Work to be completed: Substitute "biscuit" for "cookie" in the rows from the beginning through the line containing "column 217, row 208", inclusive, and copy those lines with nothing else changed. Leave the pictures out of your answer.

Records supplied:

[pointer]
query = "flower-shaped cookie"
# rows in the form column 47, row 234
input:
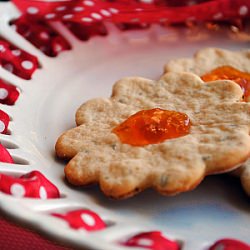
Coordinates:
column 218, row 139
column 206, row 61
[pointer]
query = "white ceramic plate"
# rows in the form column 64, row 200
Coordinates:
column 217, row 208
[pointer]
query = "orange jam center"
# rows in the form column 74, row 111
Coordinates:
column 230, row 73
column 152, row 126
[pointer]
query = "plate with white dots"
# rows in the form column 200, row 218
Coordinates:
column 217, row 209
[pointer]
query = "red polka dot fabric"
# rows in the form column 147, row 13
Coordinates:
column 17, row 61
column 152, row 240
column 41, row 35
column 15, row 237
column 82, row 219
column 135, row 11
column 5, row 156
column 8, row 93
column 32, row 185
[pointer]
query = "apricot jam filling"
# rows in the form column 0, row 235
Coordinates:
column 230, row 73
column 152, row 126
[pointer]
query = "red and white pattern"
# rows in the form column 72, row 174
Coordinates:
column 41, row 35
column 143, row 11
column 151, row 240
column 32, row 185
column 5, row 155
column 17, row 61
column 8, row 93
column 229, row 244
column 83, row 219
column 85, row 31
column 4, row 122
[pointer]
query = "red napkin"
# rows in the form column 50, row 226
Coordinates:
column 8, row 93
column 83, row 219
column 135, row 11
column 5, row 155
column 32, row 185
column 41, row 35
column 151, row 240
column 17, row 61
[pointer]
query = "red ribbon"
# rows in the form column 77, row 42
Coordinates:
column 4, row 122
column 124, row 11
column 41, row 35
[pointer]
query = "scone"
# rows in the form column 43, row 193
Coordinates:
column 213, row 64
column 154, row 134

The output:
[pointer]
query = "flower-shaped biscuit"
# rows in the form column 47, row 234
input:
Coordinates:
column 218, row 139
column 206, row 61
[pointer]
query = "white ceramic plate"
# rows in the form column 64, row 200
Coordinates:
column 217, row 208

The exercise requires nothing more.